Passage shown:

Thursday, January 10, 2013

Always an Adventure

I signed up for a SCUBA dive the other day with (who else) the Swedes. We were scheduled for two dives in the afternoon. Our first dive is at Petite Tabac, which, as intrepid readers will recall, is the island where Jack Sparrow and Elizabeth were stranded. The seas are running at eight feet, and I'm not sure why they take us to this site, because the waves are breaking directly above the reef where we will be diving. We get in and assemble on the bottom at a depth of ten feet, and the visibility is very disappointing - only about fifteen feet. I'm hoping that it will improve once we get to a depth of fifty feet, but we have no such luck, and its truly one of the worst dives I've ever been on. Not only that, but our dive master is consistently stepping on the coral - he's the one who is supposed to be keeping us from doing that. (Although I'm not really sure how much it matters at this point, because, as far as I can see, the shallow coral in the southern Caribbean in now almost completely dead - well, the hard coral that is.) That's OK, though, because surely the second dive will be better. We surface and get back on board the dive boat, and when the Captain tries to start the engine, nothing happens. After trying for a few minutes, he takes the cover off the engine, and our hopes for a second dive fade when we see smoke coming from a wire bundle. He and the dive master work on the engine for an hour or so, as we watch the sun getting lower. The boat has no radio, and we are beginning to think that we will be spending the night on the island, eating coconuts and trying to find Jack Sparrow's rum cache. Then we remember that Elizabeth burned all the rum. "But, why is the rum gone?"

Exercise details: Can you pick up the scuba dive blog post above at the point it stops and keep the story going?

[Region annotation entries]
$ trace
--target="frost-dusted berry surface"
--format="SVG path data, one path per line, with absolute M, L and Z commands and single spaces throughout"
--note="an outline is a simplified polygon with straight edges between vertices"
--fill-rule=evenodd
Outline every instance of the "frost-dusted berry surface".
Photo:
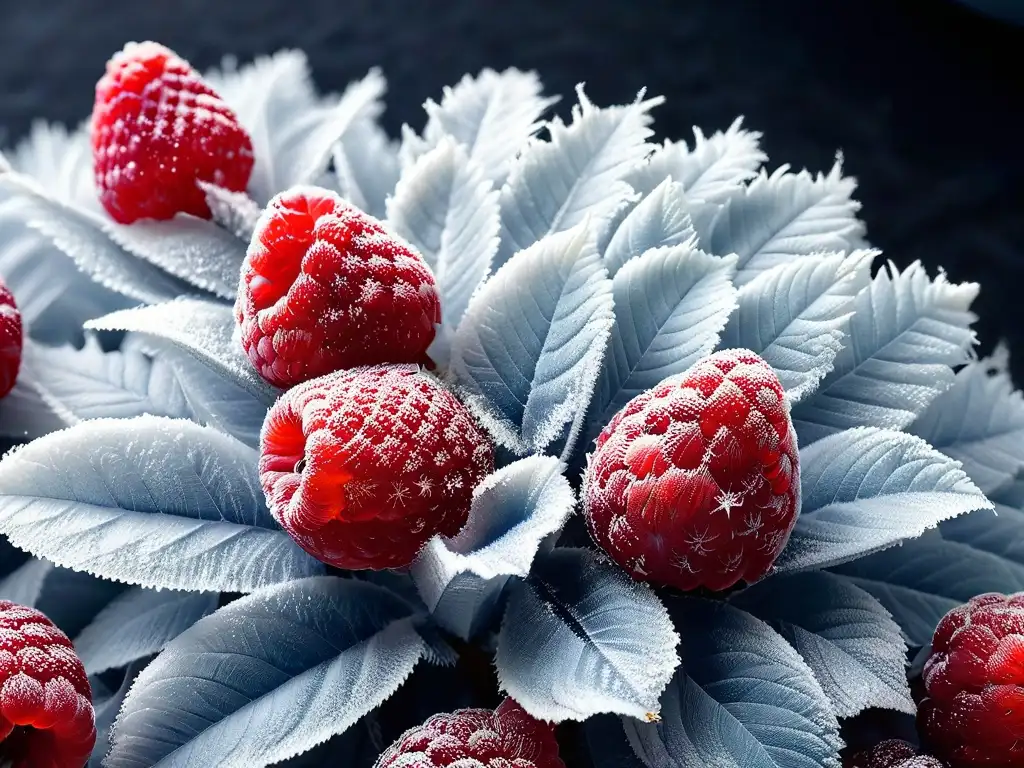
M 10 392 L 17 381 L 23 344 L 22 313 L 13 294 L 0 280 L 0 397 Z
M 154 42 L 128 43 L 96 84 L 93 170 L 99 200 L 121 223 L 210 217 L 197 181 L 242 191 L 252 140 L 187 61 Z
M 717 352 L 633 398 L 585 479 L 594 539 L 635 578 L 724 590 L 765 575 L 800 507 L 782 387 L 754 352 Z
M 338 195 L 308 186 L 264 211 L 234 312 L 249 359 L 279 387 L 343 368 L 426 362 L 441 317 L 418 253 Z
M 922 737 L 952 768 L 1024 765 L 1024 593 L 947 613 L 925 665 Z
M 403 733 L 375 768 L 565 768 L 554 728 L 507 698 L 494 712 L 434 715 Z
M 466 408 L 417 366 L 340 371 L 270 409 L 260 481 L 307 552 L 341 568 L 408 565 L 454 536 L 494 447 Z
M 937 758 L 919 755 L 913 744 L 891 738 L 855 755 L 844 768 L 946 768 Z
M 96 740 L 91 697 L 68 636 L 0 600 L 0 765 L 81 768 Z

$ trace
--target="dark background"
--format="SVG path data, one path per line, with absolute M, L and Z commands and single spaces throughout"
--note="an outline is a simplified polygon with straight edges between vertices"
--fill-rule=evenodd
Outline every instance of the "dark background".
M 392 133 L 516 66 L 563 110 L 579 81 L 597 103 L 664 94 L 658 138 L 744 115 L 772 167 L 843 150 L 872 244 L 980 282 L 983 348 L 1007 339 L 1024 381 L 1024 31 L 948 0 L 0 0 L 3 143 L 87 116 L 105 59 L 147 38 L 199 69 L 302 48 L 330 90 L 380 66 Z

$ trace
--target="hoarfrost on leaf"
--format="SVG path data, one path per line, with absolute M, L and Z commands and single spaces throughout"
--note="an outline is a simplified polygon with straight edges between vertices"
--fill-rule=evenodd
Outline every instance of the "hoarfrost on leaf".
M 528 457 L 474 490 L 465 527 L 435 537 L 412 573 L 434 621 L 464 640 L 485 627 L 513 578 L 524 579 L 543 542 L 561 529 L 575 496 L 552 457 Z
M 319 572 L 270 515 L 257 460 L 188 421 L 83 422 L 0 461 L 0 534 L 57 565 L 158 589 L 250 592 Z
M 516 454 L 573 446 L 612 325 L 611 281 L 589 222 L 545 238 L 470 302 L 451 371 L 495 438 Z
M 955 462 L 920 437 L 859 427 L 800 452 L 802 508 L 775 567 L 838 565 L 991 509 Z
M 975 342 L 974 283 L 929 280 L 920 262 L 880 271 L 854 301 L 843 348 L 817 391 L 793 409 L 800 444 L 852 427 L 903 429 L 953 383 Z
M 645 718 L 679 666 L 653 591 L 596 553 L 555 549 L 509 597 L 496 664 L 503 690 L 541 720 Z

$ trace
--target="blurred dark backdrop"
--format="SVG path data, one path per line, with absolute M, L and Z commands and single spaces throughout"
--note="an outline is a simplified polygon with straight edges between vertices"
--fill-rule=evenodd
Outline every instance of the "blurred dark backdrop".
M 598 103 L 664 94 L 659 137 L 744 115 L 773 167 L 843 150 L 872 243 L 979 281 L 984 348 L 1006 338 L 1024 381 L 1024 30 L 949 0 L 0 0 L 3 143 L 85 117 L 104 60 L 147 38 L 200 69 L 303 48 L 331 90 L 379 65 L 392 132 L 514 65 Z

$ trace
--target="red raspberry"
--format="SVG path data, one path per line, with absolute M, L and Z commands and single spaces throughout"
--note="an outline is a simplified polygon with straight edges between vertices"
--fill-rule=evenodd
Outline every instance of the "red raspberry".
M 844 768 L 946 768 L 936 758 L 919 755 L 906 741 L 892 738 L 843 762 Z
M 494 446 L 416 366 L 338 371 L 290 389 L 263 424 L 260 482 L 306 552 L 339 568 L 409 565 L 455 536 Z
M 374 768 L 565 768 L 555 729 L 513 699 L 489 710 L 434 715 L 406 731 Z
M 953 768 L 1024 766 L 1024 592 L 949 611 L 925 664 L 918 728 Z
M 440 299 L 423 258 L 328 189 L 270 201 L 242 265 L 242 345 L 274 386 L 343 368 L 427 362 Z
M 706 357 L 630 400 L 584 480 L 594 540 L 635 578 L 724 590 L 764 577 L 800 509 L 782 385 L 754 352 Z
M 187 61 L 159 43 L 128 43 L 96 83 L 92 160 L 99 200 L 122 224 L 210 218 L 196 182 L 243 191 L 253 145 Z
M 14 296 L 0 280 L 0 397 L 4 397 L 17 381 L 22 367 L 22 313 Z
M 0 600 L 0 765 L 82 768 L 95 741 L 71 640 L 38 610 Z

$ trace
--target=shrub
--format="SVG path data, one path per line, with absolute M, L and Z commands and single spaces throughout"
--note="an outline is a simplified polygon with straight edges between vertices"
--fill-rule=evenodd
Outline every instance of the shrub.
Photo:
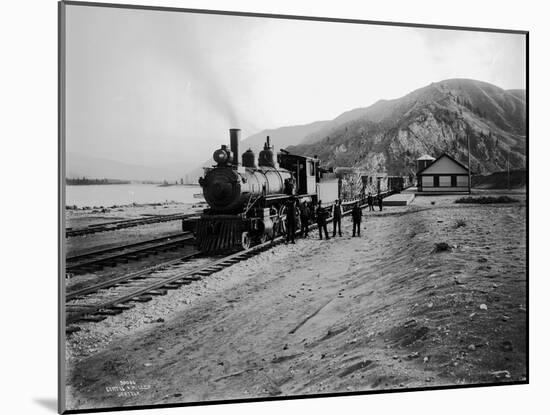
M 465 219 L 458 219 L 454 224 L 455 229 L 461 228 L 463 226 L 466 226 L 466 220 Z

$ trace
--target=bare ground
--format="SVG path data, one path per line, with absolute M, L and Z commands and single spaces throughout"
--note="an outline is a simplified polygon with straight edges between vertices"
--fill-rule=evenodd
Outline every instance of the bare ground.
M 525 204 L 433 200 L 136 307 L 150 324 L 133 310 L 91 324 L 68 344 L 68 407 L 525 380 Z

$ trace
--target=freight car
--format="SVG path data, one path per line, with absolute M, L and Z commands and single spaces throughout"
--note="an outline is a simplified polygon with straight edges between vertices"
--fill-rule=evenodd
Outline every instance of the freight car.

Written reply:
 

Eventually, they call another boat on a cell phone, and this fourteen foot open boat with a forty horsepower outboard starts towing our twenty foot dive boat in eight foot seas. What could possibly go wrong? We move along at less than two knots, sort of towards Union Island, but after the tow rope breaks twice, a larger boat shows up. They manage to hook onto us, but the rope breaks again, and the boss decides that there is too much weight in our boat, so he comes along side (in eight foot seas) and we scramble into the "rescue" boat. During the entire process, no one apologizes to us or bothers to explain what is going on. We finally get back to Union just before dark. Then I see that, despite the operator's assurances that my dinghy would be fine at his dock, someone has used it and stolen some bungie straps out of it. The owner offers us a discount, but we have agreed that there should be no charge for this fiasco. I'm the appointed negotiator, since English is my first (only) language. At some point in this process, the owner completely blows a gasket, gives me all the money back, and threatens to beat me up if I ever say another bad word about him. So, I haven't mentioned the name of the dive shop - but, by the way, it's the only one on Union Island. Really, you can't make this stuff up...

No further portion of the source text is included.